Exercise aim:
Return every one of the records below word for word, leaving the pictures out.

Exercise inputs:
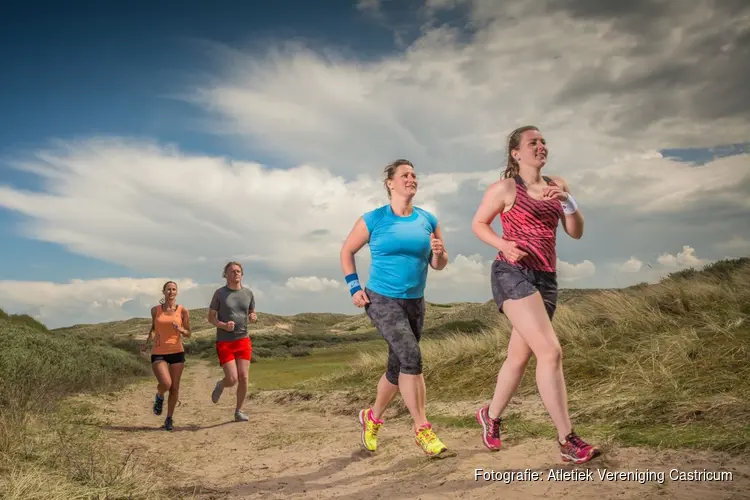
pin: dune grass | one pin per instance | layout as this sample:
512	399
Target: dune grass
45	452
664	364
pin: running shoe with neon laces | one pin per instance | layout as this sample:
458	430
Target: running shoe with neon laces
429	442
370	427
158	404
491	429
577	450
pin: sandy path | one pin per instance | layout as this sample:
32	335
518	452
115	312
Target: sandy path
288	451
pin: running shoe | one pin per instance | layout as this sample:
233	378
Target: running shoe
577	450
429	442
218	389
158	404
491	428
370	428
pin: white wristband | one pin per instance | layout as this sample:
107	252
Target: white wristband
570	206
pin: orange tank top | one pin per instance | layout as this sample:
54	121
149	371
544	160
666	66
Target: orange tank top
167	340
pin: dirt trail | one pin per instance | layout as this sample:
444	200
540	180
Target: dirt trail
287	451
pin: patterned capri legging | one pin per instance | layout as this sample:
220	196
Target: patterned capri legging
400	322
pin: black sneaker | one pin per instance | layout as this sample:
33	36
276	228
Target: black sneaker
158	404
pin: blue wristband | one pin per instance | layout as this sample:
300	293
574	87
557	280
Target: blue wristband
353	281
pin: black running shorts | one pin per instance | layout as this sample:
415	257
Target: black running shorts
511	282
171	359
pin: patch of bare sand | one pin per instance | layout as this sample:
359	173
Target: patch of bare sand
289	450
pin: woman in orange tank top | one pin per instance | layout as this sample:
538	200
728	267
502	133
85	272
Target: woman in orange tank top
169	323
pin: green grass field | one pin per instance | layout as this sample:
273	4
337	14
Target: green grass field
662	365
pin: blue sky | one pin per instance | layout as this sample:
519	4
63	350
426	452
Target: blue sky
90	68
329	93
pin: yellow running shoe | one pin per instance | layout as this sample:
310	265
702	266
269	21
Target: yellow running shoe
429	442
370	428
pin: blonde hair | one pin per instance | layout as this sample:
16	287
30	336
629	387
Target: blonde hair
230	264
390	171
514	140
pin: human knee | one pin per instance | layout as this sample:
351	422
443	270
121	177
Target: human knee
412	363
518	359
550	354
392	376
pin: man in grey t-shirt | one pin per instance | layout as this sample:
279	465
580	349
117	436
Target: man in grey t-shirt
232	308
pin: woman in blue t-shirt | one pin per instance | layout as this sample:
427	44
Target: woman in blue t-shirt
403	240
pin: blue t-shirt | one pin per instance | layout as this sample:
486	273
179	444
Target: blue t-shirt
400	251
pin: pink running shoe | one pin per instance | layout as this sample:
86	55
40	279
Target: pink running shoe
490	429
577	450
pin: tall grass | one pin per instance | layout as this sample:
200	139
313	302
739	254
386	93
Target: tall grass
658	364
45	451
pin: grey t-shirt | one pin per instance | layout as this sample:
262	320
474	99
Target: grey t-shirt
232	305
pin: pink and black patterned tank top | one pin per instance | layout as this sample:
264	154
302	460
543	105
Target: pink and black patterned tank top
532	225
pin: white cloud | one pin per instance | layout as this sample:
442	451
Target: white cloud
311	284
682	260
569	273
650	183
737	246
91	301
633	265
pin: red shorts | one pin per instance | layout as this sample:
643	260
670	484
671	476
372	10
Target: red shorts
234	349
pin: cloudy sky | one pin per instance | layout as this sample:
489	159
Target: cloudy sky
156	140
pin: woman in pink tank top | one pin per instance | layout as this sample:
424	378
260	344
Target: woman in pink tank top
524	283
169	323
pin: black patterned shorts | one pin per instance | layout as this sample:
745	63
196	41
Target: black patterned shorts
511	282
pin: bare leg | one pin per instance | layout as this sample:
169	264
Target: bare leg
386	393
175	372
530	319
164	381
243	366
413	391
510	374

Result of the task:
pin: dune grass | one pin per instance | layout as this sample:
512	399
Target: dune grass
45	452
664	364
pin: running shoe with neon laces | one pin per instance | layout as this sample:
458	430
Target: running shoe with neon laces
429	442
370	427
158	404
491	429
577	450
pin: sandy path | one pin per instance | layout as this sample:
32	335
518	452
115	312
Target: sandy path
288	451
pin: running shoe | one pin per instance | layout as this sample:
233	378
Target: running shoe
577	450
429	442
218	389
158	404
491	428
370	428
pin: white wristband | one pin per instance | layout as this sample:
107	252
Target: white wristband
570	206
pin: orange tank top | one pin per instance | layout as this sample:
54	121
149	371
544	160
666	66
Target: orange tank top
167	340
pin: dirt trail | one pin per instance | layout as this sample:
444	200
540	180
Target: dirt trail
287	451
pin: patterned capri legging | one pin per instance | layout as this sample:
220	196
Target: patterned capri legging
400	322
pin: black sneaker | one pin per instance | layout as this sample:
33	36
276	228
Target: black sneaker
158	404
pin: blue wristband | one pin per instance | layout as this sample:
300	293
574	87
557	280
Target: blue wristband
353	281
pin: black running shorts | one pin per instance | layout as this sample:
415	257
Target: black running shorts
511	282
171	359
pin: patch of bare sand | one pin per instance | layout as this sample:
359	173
Target: patch of bare sand
289	450
pin: woman in orange tank top | one pin per instance | layout as this sample:
538	200
728	267
502	133
85	272
Target: woman in orange tank top
169	323
pin: green grass field | one pin per instance | layout as this sample:
273	4
337	14
Target: green grass field
662	365
pin: blue sky | one pin per instance | layout as this sample:
519	4
63	350
426	452
Target: blue sky
90	68
329	93
pin: yellow running shoe | one pin per instance | layout as this sample:
310	265
702	266
269	21
Target: yellow running shoe
429	442
370	428
pin: blonde hair | one pin per instance | layout as this sample:
16	287
30	336
629	387
Target: blonde hair
230	264
390	171
514	140
pin: human knee | one pin per instance | layout as this sample:
351	422
443	270
121	177
Target: human knee
412	363
518	359
550	354
392	376
pin: man in grey t-shirt | one pin per instance | layout as this sample:
279	465
580	349
117	436
Target: man in grey t-shirt
232	308
pin: woman in blue t-shirt | one pin per instance | layout as this sample:
427	44
Target: woman in blue t-shirt
403	240
pin: blue t-shirt | one pin per instance | layout as this sample:
486	273
179	444
Target: blue t-shirt
400	251
pin: pink running shoe | one pin per instance | layout as this sample:
86	55
40	279
Target: pink running shoe
490	429
577	450
pin: tall grass | one pin per instance | layout as this sample:
200	139
313	302
739	254
386	93
Target: tall grass
658	364
45	451
pin: grey t-shirt | one pin per instance | layout as this sample:
262	320
474	99
Target: grey t-shirt
232	305
pin: pink and black patterned tank top | one pin per instance | layout as this sample:
264	154
302	460
543	105
Target: pink and black patterned tank top
532	225
pin: white cloud | one pin per instance | layout as this sample:
442	451
Target: white cloud
311	284
682	260
569	273
650	183
737	246
91	301
633	265
pin: red shorts | one pin per instance | layout as this sample:
643	260
670	484
671	476
372	10
Target: red shorts
234	349
pin: cloudy sky | one pin per instance | layout as this sample:
489	159
Target: cloudy sky
156	140
pin: woman in pink tank top | one pin per instance | layout as this sample:
424	378
260	344
Target: woman in pink tank top
524	283
169	323
pin: black patterned shorts | one pin per instance | layout as this sample:
745	63
196	41
Target: black patterned shorts
511	282
pin: bare leg | one pin per instance | layout as this sample:
169	264
Target: bare leg
386	393
175	372
530	319
164	381
243	366
413	391
510	374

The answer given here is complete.